[Saved data entries]

========================================

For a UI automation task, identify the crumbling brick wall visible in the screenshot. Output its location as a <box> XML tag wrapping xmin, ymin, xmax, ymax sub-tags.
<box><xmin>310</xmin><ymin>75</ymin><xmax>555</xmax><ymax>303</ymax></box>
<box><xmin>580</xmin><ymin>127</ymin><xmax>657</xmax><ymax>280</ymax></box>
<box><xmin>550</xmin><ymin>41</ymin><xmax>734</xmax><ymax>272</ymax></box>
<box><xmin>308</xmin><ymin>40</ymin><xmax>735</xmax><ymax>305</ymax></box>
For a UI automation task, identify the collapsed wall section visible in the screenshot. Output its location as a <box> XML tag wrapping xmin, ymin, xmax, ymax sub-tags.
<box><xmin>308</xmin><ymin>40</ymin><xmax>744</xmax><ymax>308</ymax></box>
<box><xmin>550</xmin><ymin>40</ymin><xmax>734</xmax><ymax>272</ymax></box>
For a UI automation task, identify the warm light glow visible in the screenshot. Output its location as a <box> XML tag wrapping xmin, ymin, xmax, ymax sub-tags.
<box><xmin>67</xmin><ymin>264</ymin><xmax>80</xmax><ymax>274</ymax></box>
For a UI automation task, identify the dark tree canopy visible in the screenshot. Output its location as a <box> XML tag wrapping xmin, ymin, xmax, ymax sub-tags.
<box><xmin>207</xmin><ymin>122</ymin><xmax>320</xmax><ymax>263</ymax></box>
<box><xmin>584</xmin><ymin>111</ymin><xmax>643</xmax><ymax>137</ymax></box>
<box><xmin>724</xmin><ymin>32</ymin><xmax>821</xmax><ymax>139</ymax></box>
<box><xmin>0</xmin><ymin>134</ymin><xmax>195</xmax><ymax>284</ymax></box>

========================================

**Task goal:** The full set of records should be duplicated exactly.

**Response to this task:**
For a UI automation task, identify the crumbling brick wall visible in the screenshot. Output its location as a <box> XML tag wrapping xmin, ymin, xmax, ymax sub-tags.
<box><xmin>310</xmin><ymin>75</ymin><xmax>555</xmax><ymax>303</ymax></box>
<box><xmin>580</xmin><ymin>127</ymin><xmax>657</xmax><ymax>280</ymax></box>
<box><xmin>550</xmin><ymin>41</ymin><xmax>734</xmax><ymax>272</ymax></box>
<box><xmin>308</xmin><ymin>40</ymin><xmax>735</xmax><ymax>305</ymax></box>
For a UI automation task, identify the collapsed wall section visible in the screenshot. Output its location as a <box> XML tag wrapping xmin, ymin, xmax, ymax sub-tags.
<box><xmin>308</xmin><ymin>40</ymin><xmax>744</xmax><ymax>308</ymax></box>
<box><xmin>550</xmin><ymin>40</ymin><xmax>734</xmax><ymax>272</ymax></box>
For a UI automation task, identify the warm light glow visible in the screenshot. Output its location as a <box> XML tag wrapping xmin, ymin, xmax, ymax sub-tags.
<box><xmin>67</xmin><ymin>264</ymin><xmax>80</xmax><ymax>274</ymax></box>
For a UI automation task, identify the dark tree canopy visible in the screenshot. Output its location as a <box> XML tag wrapping xmin, ymin, xmax, ymax sub-tags.
<box><xmin>207</xmin><ymin>122</ymin><xmax>320</xmax><ymax>263</ymax></box>
<box><xmin>584</xmin><ymin>111</ymin><xmax>643</xmax><ymax>137</ymax></box>
<box><xmin>724</xmin><ymin>32</ymin><xmax>821</xmax><ymax>139</ymax></box>
<box><xmin>0</xmin><ymin>134</ymin><xmax>195</xmax><ymax>284</ymax></box>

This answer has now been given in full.